■ **Written instruction**
Starting at the line below that contains "the snow texture.", print each line through the end of the records exactly as it appears.

■ **Data shown**

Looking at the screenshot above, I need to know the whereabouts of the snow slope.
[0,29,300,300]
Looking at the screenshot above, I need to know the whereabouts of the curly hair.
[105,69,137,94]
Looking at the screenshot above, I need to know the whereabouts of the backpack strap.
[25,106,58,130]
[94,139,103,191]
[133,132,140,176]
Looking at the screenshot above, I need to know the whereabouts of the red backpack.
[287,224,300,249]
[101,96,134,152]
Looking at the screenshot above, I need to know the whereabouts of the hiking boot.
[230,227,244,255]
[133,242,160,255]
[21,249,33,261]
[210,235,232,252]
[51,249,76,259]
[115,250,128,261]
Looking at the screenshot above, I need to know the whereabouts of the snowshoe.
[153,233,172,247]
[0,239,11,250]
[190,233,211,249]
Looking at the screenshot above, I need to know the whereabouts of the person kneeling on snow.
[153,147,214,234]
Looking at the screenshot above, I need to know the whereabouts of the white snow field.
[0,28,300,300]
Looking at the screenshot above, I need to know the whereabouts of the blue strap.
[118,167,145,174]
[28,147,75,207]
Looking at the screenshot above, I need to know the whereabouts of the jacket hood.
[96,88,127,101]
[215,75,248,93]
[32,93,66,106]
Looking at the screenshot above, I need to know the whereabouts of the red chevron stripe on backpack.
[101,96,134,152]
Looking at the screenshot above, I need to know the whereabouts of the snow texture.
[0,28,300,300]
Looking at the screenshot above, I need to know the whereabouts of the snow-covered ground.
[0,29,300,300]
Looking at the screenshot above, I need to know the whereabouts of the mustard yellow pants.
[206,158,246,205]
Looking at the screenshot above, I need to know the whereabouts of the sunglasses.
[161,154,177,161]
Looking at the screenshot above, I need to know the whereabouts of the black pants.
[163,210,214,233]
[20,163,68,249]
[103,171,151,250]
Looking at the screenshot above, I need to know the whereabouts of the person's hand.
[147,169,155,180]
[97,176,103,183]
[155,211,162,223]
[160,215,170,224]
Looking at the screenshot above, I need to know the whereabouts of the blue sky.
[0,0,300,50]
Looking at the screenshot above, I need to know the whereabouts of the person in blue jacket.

■ **Correct answer**
Looking at the screenshot above, I need to know the whereabouts of the snow texture.
[0,28,300,300]
Looking at the screenshot above, I need to know the whereabouts of the snow-covered ground.
[0,29,300,300]
Looking at the screenshot above, I need to know the whereabouts of the mustard yellow pants.
[206,158,246,205]
Looking at the screenshot above, I need to know the whereabouts of the sunglasses.
[161,154,177,161]
Looking at the screenshot above, I need to know the whereabouts of the black pants.
[163,210,214,233]
[20,163,68,249]
[103,171,151,250]
Looking at the screenshot above, I need to know the whereabouts of the person's hand.
[147,169,155,180]
[97,176,103,183]
[155,211,162,223]
[160,215,170,224]
Looking at the screenshot above, I need to know the whereabouts of the blue sky.
[0,0,300,50]
Looking at the screenshot above, I need to know the whereabouts of the person in blue jacket.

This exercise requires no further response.